Dataset records on object locations:
--------------------------------
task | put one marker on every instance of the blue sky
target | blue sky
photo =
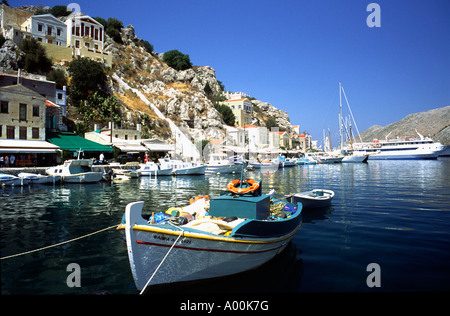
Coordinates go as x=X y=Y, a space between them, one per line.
x=293 y=53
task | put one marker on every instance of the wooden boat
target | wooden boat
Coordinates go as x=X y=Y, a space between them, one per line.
x=11 y=180
x=40 y=178
x=240 y=233
x=76 y=171
x=316 y=198
x=152 y=169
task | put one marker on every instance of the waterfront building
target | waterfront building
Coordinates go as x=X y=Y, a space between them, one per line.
x=45 y=28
--------------------------------
## EXERCISE BRIEF
Copy out every line of the records above word for word, leaving out the picture.

## CORRECT RESULT
task | put one marker on every instance of the blue sky
target | blue sky
photo =
Coordinates go as x=X y=Y, a space between them, one per line.
x=293 y=53
task | put one marker on every instance of the wooden boat
target | wooden boat
Coordinates go as x=X y=Y, a space between them, one per line.
x=11 y=180
x=40 y=178
x=240 y=233
x=76 y=171
x=316 y=198
x=152 y=169
task | put one marker on every instance of the waterfront building
target | waterfront building
Coordinates go as x=X y=Y, a space between them, one per line.
x=45 y=28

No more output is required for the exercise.